*Written task 1*.
Can you sum up the share buyback passage below in two sentences?
*Written task 2*.
Will you write out the part of the share buyback passage below starting with "Share buybacks were" and going on through "up share prices.", word for word?

Since the beginning of 2012, these companies have bought back $4.6 trillion with a T of their own shares. To provide a comparison of how big this T-number really is: It blows past the magnitude of Germany’s annual GDP.

Share buybacks were considered illegal market manipulation until 1982, when the SEC issued Rule 10b-18 which provided corporations a “safe harbor” to buy back their own shares. The only thing that share buybacks are supposed to accomplish is to manipulate up share prices.

The four biggest US banks were among the 10 biggest share buyback queens in terms of the amount of capital they wasted on share buybacks in Q4 2019. Combined they incinerated $95 billion in capital last year, and $275 billion over the past five years (if your smartphone clips the 6-column table, slide the table to the left):

Share Buybacks, in billion $
Top 20 in Q4 2019 Q4 2019 Year 2019 5-year total
1 Apple [AAPL] 22.1 81.7 264.3
2 Bank of America [BAC] 7.7 28.1 68.5
3 Wells Fargo [WFC] 7.4 24.8 73.4
4 Bristol-Myers Squibb [BMY] 7.0 7.3 10.3
5 JPMorgan Chase [JPM] 6.8 24.0 74.1
6 Alphabet [GOOG] 6.1 18.4 37.8
7 Microsoft [MSFT] 5.2 19.5 77.5
8 Citigroup [C] 5.1 18.0 58.9
9 Oracle [ORCL] 5.0 26.9 77.4
10 Intel [INTC] 3.5 13.6 34.4
Total, 4 Banks: 27.0 95.0 274.9
Total
75.9 262.3 776.8

But now, Financial Crisis 2 has kicked in, and the share buybacks of these four banks along with the share buybacks of other banks have dropped to zero, along with many other companies that are now facing a liquidity crisis.

*Supplied information*.

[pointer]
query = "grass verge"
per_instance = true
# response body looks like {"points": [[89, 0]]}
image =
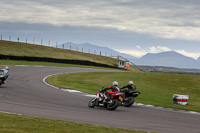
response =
{"points": [[10, 123], [156, 88]]}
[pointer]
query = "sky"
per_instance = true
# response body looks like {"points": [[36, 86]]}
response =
{"points": [[135, 27]]}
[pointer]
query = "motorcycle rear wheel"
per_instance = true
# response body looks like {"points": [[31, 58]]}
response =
{"points": [[92, 103], [129, 102], [113, 105]]}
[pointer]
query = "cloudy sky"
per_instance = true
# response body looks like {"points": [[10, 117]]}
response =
{"points": [[134, 27]]}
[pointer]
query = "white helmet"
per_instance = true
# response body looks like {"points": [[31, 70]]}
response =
{"points": [[130, 83], [115, 83], [7, 67]]}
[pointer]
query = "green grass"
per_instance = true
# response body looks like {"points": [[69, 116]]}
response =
{"points": [[156, 88], [23, 49], [10, 123]]}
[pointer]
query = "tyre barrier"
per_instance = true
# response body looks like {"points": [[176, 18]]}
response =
{"points": [[54, 60]]}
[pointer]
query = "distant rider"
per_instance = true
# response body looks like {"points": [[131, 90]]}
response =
{"points": [[5, 72], [130, 86], [114, 88]]}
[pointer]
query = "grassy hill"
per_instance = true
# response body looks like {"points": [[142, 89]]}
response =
{"points": [[24, 49]]}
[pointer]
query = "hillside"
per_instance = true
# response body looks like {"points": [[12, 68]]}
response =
{"points": [[23, 49], [94, 49]]}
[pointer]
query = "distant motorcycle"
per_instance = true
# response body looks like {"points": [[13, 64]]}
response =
{"points": [[3, 75], [100, 101], [129, 97]]}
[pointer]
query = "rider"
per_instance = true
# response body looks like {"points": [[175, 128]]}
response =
{"points": [[6, 73], [130, 87], [114, 88]]}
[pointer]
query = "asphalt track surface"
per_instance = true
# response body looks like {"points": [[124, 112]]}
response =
{"points": [[26, 93]]}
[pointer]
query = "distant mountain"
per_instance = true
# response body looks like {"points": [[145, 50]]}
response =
{"points": [[93, 49], [168, 59]]}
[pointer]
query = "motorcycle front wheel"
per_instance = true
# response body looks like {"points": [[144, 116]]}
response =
{"points": [[113, 105], [129, 102], [92, 103]]}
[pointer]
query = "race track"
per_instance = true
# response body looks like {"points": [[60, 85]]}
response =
{"points": [[26, 93]]}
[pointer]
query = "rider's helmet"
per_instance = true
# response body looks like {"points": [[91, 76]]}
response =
{"points": [[7, 68], [130, 83], [115, 83]]}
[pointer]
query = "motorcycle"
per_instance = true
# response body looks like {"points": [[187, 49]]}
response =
{"points": [[99, 100], [129, 97]]}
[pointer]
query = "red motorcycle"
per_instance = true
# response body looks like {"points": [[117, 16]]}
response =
{"points": [[99, 100]]}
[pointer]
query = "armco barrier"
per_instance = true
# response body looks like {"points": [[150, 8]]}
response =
{"points": [[43, 59]]}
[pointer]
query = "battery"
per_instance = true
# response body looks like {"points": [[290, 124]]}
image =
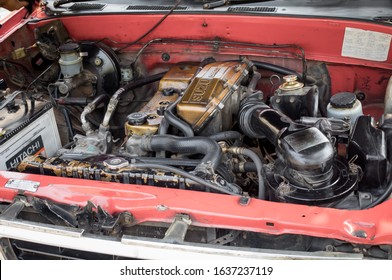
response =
{"points": [[23, 134]]}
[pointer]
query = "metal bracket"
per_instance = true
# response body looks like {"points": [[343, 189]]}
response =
{"points": [[226, 238], [178, 229]]}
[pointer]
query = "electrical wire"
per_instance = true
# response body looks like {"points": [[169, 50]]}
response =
{"points": [[152, 28]]}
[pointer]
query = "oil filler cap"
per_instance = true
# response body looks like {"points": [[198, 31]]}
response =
{"points": [[137, 118], [343, 100]]}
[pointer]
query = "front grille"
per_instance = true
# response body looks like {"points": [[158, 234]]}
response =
{"points": [[252, 9], [34, 251], [154, 8], [86, 6]]}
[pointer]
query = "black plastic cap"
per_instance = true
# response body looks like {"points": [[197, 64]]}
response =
{"points": [[69, 48], [137, 118], [343, 100]]}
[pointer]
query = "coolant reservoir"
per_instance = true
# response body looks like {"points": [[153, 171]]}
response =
{"points": [[71, 63], [344, 106]]}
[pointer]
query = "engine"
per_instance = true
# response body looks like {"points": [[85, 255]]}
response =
{"points": [[205, 125]]}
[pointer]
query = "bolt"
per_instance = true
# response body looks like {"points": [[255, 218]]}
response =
{"points": [[162, 207], [165, 57], [98, 61]]}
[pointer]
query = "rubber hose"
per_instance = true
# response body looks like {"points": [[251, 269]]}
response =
{"points": [[226, 135], [192, 177], [185, 145], [259, 165], [175, 121]]}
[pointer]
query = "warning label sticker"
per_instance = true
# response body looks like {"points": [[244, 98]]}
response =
{"points": [[364, 44], [35, 147]]}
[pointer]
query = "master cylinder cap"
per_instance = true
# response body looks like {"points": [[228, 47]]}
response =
{"points": [[343, 100], [291, 83]]}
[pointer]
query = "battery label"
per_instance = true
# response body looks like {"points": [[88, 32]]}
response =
{"points": [[35, 147]]}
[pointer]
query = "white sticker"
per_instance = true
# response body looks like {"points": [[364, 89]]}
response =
{"points": [[23, 185], [366, 44]]}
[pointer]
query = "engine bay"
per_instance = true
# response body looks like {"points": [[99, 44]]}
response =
{"points": [[259, 122]]}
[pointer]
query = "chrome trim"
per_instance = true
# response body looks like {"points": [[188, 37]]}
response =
{"points": [[142, 248]]}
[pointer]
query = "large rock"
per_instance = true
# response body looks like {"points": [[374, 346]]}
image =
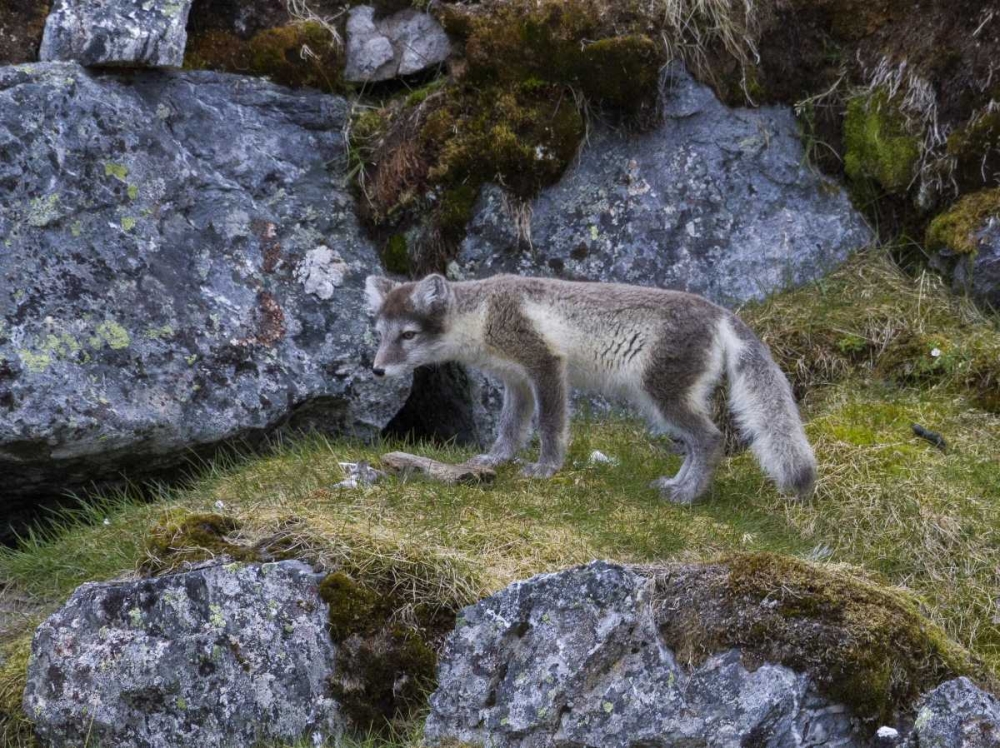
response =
{"points": [[576, 658], [221, 656], [717, 201], [978, 273], [145, 33], [181, 266], [957, 714], [401, 44]]}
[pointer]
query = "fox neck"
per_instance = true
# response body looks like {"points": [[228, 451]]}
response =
{"points": [[463, 340]]}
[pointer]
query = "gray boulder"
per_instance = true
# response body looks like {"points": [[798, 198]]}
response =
{"points": [[221, 656], [181, 267], [141, 33], [977, 274], [401, 44], [716, 201], [576, 658], [957, 714]]}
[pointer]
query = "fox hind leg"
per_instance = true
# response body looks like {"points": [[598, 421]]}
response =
{"points": [[703, 444], [551, 396]]}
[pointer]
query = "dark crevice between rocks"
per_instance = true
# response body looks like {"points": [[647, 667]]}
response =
{"points": [[439, 408]]}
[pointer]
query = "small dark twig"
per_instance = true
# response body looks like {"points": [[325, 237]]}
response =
{"points": [[932, 436]]}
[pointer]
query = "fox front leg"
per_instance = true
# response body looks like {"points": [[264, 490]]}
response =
{"points": [[515, 420], [551, 390]]}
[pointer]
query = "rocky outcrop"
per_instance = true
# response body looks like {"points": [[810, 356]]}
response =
{"points": [[220, 656], [976, 272], [401, 44], [694, 655], [717, 201], [182, 266], [957, 714], [577, 658], [134, 33]]}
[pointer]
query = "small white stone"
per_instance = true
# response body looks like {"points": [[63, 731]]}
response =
{"points": [[597, 457], [321, 272]]}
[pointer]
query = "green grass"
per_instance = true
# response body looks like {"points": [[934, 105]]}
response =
{"points": [[888, 503]]}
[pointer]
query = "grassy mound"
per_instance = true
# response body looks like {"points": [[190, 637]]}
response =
{"points": [[889, 504], [864, 645]]}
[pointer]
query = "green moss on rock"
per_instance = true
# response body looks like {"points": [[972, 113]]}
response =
{"points": [[395, 257], [865, 645], [975, 149], [956, 228], [386, 650], [191, 538], [512, 115], [299, 55], [878, 144], [296, 55]]}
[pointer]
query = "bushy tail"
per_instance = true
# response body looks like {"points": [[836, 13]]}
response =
{"points": [[761, 399]]}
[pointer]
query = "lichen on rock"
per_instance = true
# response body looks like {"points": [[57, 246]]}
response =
{"points": [[216, 656], [758, 648]]}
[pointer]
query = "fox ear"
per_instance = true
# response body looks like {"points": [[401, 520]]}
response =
{"points": [[432, 294], [376, 289]]}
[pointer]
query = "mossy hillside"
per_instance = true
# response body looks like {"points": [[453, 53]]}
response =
{"points": [[301, 54], [956, 229], [513, 115], [869, 316], [878, 144], [888, 503], [976, 148], [15, 728], [865, 645]]}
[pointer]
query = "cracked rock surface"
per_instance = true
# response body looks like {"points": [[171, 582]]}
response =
{"points": [[219, 656], [716, 201], [182, 267], [134, 33]]}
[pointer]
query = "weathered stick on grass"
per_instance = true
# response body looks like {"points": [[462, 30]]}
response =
{"points": [[402, 462]]}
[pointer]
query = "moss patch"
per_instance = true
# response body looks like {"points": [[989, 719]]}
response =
{"points": [[387, 654], [16, 729], [296, 55], [956, 228], [878, 144], [513, 115], [190, 538], [869, 316], [866, 646]]}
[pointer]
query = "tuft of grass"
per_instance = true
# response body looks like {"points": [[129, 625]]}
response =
{"points": [[869, 317]]}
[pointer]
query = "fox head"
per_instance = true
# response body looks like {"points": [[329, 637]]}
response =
{"points": [[412, 321]]}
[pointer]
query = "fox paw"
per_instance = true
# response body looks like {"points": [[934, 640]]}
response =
{"points": [[674, 491], [539, 470]]}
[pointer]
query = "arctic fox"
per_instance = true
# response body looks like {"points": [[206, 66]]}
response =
{"points": [[665, 351]]}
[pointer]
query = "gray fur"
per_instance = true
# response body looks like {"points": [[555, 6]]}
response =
{"points": [[666, 351]]}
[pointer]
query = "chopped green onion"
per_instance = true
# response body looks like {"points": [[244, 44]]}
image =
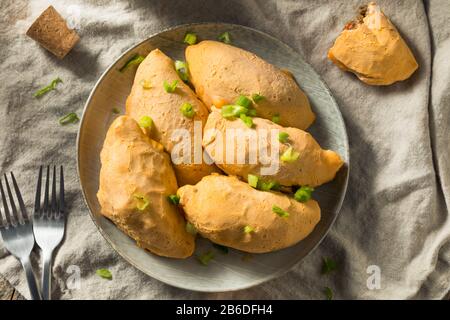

*Answer 1*.
Since the start of 2012, these companies have bought back $4.6 trillion of their own shares, a sum larger than Germany's annual GDP, even though buybacks were treated as illegal market manipulation until the SEC's 1982 Rule 10b-18 gave corporations a safe harbor. The four biggest US banks were among the ten largest buyers in Q4 2019 and spent $95 billion on buybacks last year and $275 billion over five years, but with Financial Crisis 2 their buybacks and those of other banks have dropped to zero.

*Answer 2*.
Share buybacks were considered illegal market manipulation until 1982, when the SEC issued Rule 10b-18 which provided corporations a “safe harbor” to buy back their own shares. The only thing that share buybacks are supposed to accomplish is to manipulate up share prices.